## DOCUMENT SECTION:
■ ■ ■ ■ ■ ■ ■

I'm not normally a big fan of Christopher Hitchens, but in discussing the recent crazed reaction of Muslim fundamentalists to some fairly mild cartoons lampooning Mohammed in Denmark he hits the nail right on the head for the most part:
Therefore there is a strong case for saying that the Danish newspaper Jyllands-Posten, and those who have reprinted its efforts out of solidarity, are affirming the right to criticize not merely Islam but religion in general. And the Bush administration has no business at all expressing an opinion on that. If it is to say anything, it is constitutionally obliged to uphold the right and no more. You can be sure that the relevant European newspapers have also printed their share of cartoons making fun of nuns and popes and messianic Israeli settlers, and taunting child-raping priests. There was a time when this would not have been possible. But those taboos have been broken.

Which is what taboos are for. Islam makes very large claims for itself. In its art, there is a prejudice against representing the human form at all. The prohibition on picturing the prophet—who was only another male mammal—is apparently absolute. So is the prohibition on pork or alcohol or, in some Muslim societies, music or dancing. Very well then, let a good Muslim abstain rigorously from all these. But if he claims the right to make me abstain as well, he offers the clearest possible warning and proof of an aggressive intent. This current uneasy coexistence is only an interlude, he seems to say. For the moment, all I can do is claim to possess absolute truth and demand absolute immunity from criticism. But in the future, you will do what I say and you will do it on pain of death.

I refuse to be spoken to in that tone of voice, which as it happens I chance to find "offensive." (By the way, hasn't the word "offensive" become really offensive lately?) The innate human revulsion against desecration is much older than any monotheism: Its most powerful expression is in the Antigone of Sophocles. It belongs to civilization. I am not asking for the right to slaughter a pig in a synagogue or mosque or to relieve myself on a "holy" book. But I will not be told I can't eat pork, and I will not respect those who burn books on a regular basis. I, too, have strong convictions and beliefs, and value the Enlightenment above any priesthood or any sacred fetish-object.
Indeed. By asserting that they have a right not to be subjected to anything that insults their religion, radical Muslims are in essence trying to control those who do not share their religion, telling them that they cannot criticize Islam or the Prophet. And more:
Suppose that we all agreed to comport ourselves in order to avoid offending the believers? How could we ever be sure that we had taken enough precautions? On Saturday, I appeared on CNN, which was so terrified of reprisal that it "pixilated" the very cartoons that its viewers needed to see. And this ignoble fear in Atlanta, Ga., arose because of an illustration in a small Scandinavian newspaper of which nobody had ever heard before! Is it not clear, then, that those who are determined to be "offended" will discover a provocation somewhere? We cannot possibly adjust enough to please the fanatics, and it is degrading to make the attempt.

■ ■ ■ ■ ■ ■ ■

## GOAL 1:
In the cartoon commentary, what work is named as the most powerful expression of the human revulsion against desecration?
The entries after this cartoon commentary have nothing to do with it.

## DATA TO PROCESS:
■ ■ ■ ■ ■ ■ ■

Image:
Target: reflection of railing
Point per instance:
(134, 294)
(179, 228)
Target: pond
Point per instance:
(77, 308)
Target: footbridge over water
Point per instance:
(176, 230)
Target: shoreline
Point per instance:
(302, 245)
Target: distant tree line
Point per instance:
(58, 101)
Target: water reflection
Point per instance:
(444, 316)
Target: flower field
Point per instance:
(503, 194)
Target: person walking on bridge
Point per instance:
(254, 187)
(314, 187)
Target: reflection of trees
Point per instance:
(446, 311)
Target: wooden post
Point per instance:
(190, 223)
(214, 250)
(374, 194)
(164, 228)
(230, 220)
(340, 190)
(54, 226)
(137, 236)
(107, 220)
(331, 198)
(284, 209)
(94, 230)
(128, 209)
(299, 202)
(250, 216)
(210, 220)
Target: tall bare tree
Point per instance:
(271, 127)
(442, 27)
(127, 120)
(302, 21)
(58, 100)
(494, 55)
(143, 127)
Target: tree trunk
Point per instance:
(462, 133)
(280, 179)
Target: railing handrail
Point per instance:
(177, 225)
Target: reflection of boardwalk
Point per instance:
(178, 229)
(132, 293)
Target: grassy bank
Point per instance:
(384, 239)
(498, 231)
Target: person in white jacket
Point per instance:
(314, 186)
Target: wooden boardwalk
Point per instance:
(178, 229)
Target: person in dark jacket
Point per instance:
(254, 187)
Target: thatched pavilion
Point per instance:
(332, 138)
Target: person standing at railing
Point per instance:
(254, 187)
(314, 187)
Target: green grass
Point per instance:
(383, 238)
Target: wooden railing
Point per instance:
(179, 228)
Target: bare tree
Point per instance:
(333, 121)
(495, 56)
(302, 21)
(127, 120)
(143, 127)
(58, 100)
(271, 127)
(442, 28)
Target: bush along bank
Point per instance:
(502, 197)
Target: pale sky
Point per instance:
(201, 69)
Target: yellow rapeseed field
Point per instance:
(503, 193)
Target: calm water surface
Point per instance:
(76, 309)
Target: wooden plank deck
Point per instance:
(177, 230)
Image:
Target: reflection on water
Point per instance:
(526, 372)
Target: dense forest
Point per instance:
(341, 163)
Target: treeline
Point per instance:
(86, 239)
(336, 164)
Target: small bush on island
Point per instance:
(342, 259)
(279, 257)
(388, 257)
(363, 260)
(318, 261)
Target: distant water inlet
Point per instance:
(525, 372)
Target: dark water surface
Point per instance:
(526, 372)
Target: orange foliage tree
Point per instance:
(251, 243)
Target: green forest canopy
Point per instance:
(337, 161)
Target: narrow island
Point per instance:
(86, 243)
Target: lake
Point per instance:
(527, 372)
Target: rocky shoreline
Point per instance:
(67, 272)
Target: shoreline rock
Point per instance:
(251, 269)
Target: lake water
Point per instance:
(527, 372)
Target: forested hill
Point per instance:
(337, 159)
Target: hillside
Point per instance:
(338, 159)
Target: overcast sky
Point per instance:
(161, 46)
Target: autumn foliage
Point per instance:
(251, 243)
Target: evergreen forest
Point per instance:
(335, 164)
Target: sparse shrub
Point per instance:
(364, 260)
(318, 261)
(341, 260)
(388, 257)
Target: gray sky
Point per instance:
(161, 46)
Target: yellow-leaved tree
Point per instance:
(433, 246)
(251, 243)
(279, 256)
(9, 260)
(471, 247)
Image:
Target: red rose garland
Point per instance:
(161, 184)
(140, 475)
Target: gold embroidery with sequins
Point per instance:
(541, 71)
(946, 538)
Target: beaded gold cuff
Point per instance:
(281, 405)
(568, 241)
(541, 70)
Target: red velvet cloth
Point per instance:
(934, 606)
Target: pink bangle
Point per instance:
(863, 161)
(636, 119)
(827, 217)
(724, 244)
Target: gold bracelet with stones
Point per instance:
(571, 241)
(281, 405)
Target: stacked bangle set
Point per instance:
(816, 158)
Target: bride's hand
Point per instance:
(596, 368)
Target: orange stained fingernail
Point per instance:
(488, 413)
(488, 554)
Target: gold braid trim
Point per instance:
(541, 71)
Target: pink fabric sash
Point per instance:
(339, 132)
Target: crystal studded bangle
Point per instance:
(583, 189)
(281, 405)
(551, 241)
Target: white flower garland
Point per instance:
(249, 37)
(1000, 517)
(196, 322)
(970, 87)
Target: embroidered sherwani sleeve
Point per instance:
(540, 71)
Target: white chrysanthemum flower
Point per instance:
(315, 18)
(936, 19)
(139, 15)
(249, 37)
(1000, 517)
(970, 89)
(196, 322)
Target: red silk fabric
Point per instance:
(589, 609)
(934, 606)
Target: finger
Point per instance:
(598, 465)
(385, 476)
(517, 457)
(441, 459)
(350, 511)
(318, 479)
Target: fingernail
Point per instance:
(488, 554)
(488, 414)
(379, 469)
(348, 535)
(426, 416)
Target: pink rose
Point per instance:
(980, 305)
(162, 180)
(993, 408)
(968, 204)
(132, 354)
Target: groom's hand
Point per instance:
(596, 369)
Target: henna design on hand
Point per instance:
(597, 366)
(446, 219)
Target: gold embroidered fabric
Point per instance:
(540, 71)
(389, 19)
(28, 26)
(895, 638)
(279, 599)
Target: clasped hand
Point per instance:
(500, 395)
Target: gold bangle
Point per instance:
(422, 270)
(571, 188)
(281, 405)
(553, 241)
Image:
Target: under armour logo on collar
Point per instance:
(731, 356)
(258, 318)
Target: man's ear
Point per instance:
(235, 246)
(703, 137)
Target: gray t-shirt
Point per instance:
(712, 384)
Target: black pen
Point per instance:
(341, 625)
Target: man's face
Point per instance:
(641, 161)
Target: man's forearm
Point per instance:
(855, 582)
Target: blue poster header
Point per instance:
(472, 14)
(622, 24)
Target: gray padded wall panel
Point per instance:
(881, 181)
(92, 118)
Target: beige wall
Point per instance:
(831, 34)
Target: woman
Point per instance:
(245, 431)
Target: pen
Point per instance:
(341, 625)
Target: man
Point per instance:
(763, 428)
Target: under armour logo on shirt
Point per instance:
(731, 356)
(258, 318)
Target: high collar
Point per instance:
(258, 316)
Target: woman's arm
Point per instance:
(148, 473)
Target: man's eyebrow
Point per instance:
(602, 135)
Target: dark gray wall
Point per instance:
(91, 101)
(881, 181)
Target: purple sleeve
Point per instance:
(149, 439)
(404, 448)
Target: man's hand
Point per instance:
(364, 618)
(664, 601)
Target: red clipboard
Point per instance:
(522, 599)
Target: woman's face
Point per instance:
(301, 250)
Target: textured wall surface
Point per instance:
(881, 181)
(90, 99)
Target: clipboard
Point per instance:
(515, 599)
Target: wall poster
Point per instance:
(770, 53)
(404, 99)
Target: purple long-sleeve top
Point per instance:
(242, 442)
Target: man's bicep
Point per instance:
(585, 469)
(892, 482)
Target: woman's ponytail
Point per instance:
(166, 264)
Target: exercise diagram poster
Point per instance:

■ ■ ■ ■ ■ ■ ■

## GOAL 2:
Print the entries starting at the line that contains "Target: high collar" and stopping after the final line of the entries, including both ends.

## CORRECT RESULT 1:
The Antigone of Sophocles.

## CORRECT RESULT 2:
Target: high collar
Point per instance:
(258, 316)
Target: woman's arm
Point per instance:
(148, 473)
Target: man's eyebrow
Point per instance:
(602, 135)
Target: dark gray wall
Point per instance:
(91, 101)
(881, 181)
Target: purple sleeve
Point per instance:
(149, 439)
(404, 448)
Target: man's hand
Point per instance:
(364, 618)
(664, 601)
Target: red clipboard
Point per instance:
(522, 599)
Target: woman's face
Point per instance:
(301, 250)
Target: textured wall surface
Point per instance:
(881, 181)
(90, 99)
Target: clipboard
Point per instance:
(515, 599)
Target: wall poster
Point per instance:
(770, 53)
(404, 99)
Target: purple long-sleeve top
Point per instance:
(242, 442)
Target: man's bicep
Point per instance:
(585, 469)
(892, 482)
Target: woman's ponytail
Point per instance:
(166, 264)
Target: exercise diagram poster
Point per instance:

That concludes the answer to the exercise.